▶ [RECORDS]:
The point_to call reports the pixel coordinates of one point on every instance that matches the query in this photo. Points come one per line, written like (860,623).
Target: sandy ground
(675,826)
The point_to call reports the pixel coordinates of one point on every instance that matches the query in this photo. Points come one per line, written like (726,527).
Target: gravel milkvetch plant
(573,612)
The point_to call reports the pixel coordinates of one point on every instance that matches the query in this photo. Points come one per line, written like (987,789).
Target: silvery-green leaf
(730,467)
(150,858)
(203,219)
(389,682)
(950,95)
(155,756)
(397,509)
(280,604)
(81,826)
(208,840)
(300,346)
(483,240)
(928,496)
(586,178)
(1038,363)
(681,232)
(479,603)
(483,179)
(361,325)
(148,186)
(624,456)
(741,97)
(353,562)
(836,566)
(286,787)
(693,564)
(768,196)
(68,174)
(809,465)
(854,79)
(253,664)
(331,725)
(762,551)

▶ [WHAT IS REQUIRED]:
Please extract all the records above verbatim, keeping every line in its original order.

▶ [WRITTEN ANSWER]:
The point_to call reports the pixel coordinates of one point on every instance that matches the query in this photo. Points come one per line, written like (860,623).
Target: sandy ground
(675,826)
The point_to call reports the pixel coordinates of one point on every instance that matches the query in this photo. Points come one per line, written like (726,527).
Target: gravel milkvetch plant
(573,612)
The point_to call reports the pixel coordinates of one point on every instance that matches the query in this photo. Points come one per line, written like (987,789).
Target: silvery-green leaf
(730,467)
(150,858)
(203,219)
(389,682)
(950,95)
(155,756)
(397,509)
(280,604)
(81,826)
(208,840)
(300,346)
(483,240)
(928,496)
(586,178)
(1038,363)
(681,232)
(479,603)
(483,179)
(361,325)
(148,186)
(624,456)
(741,97)
(353,562)
(836,566)
(286,787)
(693,564)
(768,196)
(68,174)
(809,465)
(854,79)
(253,664)
(331,725)
(762,551)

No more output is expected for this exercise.